══ EXERCISE DATA ══

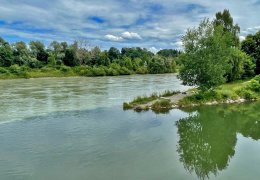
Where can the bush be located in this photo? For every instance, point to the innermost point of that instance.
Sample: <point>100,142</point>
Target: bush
<point>246,93</point>
<point>98,71</point>
<point>3,70</point>
<point>125,71</point>
<point>168,93</point>
<point>14,69</point>
<point>25,68</point>
<point>46,69</point>
<point>162,104</point>
<point>64,69</point>
<point>254,85</point>
<point>257,78</point>
<point>112,72</point>
<point>127,106</point>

═══

- **DIRECTIONS**
Once the pictures are removed, write out all of the entries above exactly.

- **ANSWER TO THE PROBLEM**
Where can the bush be located in this photo? For every instance, point to the innermost point of that instance.
Sample: <point>100,142</point>
Target: bush
<point>246,93</point>
<point>98,71</point>
<point>3,70</point>
<point>125,71</point>
<point>168,93</point>
<point>14,69</point>
<point>25,68</point>
<point>46,69</point>
<point>162,104</point>
<point>64,69</point>
<point>254,85</point>
<point>257,78</point>
<point>112,72</point>
<point>127,106</point>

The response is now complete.